> _Actions to take_:
1. Condense the paragraph in the trusts text that begins "A trust is another estate planning tool" into a short bulleted list that keeps its main facts.
2. Identify every line in the rows that contains the word "paving", and copy each one.
--- Provided text ---
A trust is another estate planning tool to effectively distribute property. Trusts come in many variations and types, but at their core, trusts create legal, fiduciary relationships where a grantor (called the "settlor") gives a third-party (called the "trustee") legal title to certain property, which is subject to the equitable rights of one or more beneficiaries.
Trusts are very complex and intricate instruments. If they are not drafted properly, a trust can result in detrimental tax consequences, for you and your beneficiaries, who the trust is designed to benefit the most. Our attorneys draft individual documents to fit the needs of you and your beneficiaries, giving you piece of mind for generations to come.
The estate planning attorneys at Bellotti Law Group, P.C. will work with you to draft trusts that achieve your short and long-term goals while minimizing or avoiding taxes and the costly and time-consuming probate process. Call us today at 617-225-2100 for a free telephone consultation to discuss your options.There Are Many Different Types Of Trusts And The Proper One Should Be Selected To Best Fit Your Needs
There exist many different types of trusts and the options can be complex and confusing. Our estate planning attorneys will sit down with you to explain your options and suggest the best type of trust to minimize or avoid estate taxes and the probate process. Some popular trusts include:
- Revocable "living" trust/family trust: A revocable "living" trust, also called a "family trust," is a trust is drafted while the grantor is still alive. As it's name suggests, it is revocable, so you are able to make changes to it at any time or reclaim the property originally transferred into it. A revocable living trust describes how property should be managed during your life and how it should be distributed when you pass. Revocable trusts are commonly used when a grantor wants to retain control and use of property while he is still alive, such as living in a home, but upon passing, wishes to transfer property to another named beneficiary.
--- Dataset records ---
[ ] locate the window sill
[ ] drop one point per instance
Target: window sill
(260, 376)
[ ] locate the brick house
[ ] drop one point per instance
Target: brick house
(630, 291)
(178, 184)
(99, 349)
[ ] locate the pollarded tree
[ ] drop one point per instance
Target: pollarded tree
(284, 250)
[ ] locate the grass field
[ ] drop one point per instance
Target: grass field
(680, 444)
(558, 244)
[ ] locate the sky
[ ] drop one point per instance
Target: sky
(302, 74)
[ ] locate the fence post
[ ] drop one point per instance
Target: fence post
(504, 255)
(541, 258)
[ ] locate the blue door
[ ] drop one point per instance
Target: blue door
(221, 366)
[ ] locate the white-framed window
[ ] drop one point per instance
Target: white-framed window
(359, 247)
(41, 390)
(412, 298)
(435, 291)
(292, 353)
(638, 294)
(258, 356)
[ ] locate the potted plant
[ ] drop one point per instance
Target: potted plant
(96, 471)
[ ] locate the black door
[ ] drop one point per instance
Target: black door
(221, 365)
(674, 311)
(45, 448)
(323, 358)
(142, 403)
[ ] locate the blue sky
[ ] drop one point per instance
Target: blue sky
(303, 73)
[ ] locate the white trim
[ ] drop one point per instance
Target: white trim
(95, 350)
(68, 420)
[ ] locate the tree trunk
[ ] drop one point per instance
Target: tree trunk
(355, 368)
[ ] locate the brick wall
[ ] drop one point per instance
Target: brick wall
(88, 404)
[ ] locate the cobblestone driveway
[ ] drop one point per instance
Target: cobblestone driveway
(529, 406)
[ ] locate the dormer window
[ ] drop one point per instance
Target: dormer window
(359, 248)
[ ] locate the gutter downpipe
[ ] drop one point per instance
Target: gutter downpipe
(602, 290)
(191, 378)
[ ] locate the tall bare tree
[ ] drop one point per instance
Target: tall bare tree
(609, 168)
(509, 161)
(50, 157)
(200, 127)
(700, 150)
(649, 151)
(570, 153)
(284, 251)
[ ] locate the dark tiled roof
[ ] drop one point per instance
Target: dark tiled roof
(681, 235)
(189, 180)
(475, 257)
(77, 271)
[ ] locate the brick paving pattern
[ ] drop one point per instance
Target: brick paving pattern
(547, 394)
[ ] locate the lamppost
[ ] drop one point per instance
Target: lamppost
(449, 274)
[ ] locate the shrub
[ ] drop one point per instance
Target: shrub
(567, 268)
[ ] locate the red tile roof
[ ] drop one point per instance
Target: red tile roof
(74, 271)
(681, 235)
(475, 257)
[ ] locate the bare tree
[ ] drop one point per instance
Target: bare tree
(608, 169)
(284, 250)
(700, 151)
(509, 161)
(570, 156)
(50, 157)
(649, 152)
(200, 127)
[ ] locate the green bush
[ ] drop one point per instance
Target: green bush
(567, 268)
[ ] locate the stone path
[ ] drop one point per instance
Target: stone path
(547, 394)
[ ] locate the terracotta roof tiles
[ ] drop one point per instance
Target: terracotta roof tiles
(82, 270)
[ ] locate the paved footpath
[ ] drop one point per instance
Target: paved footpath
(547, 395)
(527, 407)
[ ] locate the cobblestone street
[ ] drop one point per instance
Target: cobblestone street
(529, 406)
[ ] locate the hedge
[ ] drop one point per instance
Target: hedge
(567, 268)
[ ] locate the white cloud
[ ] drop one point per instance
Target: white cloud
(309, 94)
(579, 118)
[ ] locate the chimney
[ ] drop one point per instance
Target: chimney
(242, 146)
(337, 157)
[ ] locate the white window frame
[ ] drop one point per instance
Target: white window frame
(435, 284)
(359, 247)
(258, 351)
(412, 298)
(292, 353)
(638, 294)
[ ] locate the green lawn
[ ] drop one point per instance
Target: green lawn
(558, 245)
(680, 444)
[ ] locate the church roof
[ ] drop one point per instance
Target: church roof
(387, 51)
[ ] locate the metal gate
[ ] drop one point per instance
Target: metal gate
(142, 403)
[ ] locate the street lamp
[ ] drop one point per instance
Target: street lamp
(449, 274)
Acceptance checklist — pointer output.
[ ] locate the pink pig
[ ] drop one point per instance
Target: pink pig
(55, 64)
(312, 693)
---
> _Responses for each task_:
1.
- A trust is an estate planning tool for distributing property effectively.
- Trusts come in many variations and types.
- At its core, a trust creates a legal, fiduciary relationship.
- The grantor, called the "settlor," gives legal title to certain property to a third party, called the "trustee."
- That property is subject to the equitable rights of one or more beneficiaries.

2.
[ ] locate the brick paving pattern
Target: brick paving pattern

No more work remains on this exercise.